任务说明: 请统计下面的行中有多少行含有字符串“hill”，只写出这个数字。

练习材料:
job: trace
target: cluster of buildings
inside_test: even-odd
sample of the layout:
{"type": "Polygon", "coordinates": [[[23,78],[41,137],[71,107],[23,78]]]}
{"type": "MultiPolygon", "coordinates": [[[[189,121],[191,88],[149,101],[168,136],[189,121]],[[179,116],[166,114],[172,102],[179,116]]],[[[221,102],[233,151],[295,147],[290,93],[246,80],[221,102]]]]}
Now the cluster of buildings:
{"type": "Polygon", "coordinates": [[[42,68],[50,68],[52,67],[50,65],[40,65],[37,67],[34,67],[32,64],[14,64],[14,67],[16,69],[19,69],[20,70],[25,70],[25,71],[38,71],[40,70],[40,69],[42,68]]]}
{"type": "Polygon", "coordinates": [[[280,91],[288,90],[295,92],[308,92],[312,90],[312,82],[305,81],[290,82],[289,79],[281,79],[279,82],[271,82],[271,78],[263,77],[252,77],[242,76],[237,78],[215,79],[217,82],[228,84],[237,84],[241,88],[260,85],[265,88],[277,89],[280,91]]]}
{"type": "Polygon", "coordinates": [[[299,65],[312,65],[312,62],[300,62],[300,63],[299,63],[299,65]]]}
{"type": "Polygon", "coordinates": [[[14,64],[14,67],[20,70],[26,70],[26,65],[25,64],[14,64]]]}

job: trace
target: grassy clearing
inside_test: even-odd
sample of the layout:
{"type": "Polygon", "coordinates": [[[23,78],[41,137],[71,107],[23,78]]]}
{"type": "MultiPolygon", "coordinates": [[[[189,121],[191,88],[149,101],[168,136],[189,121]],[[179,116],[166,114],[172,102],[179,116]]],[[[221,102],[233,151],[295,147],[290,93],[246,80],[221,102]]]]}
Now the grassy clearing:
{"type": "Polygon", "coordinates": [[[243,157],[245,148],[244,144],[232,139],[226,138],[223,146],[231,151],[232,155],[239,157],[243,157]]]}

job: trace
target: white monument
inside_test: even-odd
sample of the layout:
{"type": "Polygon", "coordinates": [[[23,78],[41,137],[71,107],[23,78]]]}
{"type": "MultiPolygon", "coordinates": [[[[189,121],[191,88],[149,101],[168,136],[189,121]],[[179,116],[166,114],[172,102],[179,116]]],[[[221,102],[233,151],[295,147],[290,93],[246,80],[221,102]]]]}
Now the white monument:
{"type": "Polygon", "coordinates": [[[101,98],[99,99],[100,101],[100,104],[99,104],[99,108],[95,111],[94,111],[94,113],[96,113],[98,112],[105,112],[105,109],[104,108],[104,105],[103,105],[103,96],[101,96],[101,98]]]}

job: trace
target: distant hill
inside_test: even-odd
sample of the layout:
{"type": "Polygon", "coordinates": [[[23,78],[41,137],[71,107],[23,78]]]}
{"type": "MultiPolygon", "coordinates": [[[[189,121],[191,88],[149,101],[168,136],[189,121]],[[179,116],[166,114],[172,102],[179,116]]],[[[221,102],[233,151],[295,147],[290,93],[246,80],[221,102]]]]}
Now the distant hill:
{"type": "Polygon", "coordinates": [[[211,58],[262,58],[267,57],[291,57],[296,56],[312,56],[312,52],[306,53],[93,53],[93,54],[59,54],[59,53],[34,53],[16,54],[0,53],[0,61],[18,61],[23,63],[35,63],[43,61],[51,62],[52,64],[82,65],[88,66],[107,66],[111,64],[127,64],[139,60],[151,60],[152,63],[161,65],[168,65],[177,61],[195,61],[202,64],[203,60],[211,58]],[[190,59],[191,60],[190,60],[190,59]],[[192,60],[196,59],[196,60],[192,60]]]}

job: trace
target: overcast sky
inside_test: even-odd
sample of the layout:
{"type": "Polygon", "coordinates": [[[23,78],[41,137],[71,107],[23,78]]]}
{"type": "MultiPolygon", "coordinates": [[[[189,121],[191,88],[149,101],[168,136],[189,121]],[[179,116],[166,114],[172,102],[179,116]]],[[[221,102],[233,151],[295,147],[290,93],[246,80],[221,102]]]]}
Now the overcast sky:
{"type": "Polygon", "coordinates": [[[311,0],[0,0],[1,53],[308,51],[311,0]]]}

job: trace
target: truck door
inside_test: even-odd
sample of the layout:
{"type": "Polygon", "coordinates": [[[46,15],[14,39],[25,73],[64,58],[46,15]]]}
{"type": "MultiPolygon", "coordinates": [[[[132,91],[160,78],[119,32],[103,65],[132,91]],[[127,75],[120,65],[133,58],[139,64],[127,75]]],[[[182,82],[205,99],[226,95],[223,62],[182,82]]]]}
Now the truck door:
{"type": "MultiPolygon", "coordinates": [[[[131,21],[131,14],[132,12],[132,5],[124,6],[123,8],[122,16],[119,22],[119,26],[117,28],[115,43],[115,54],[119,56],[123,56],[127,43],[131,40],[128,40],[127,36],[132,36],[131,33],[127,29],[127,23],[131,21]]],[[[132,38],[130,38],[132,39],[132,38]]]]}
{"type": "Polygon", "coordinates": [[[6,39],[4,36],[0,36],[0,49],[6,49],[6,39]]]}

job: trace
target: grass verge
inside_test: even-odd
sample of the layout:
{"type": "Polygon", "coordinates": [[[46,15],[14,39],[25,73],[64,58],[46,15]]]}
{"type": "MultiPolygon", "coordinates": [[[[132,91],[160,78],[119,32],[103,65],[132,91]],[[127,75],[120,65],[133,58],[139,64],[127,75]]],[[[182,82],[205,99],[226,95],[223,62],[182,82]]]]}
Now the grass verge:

书面回答: 2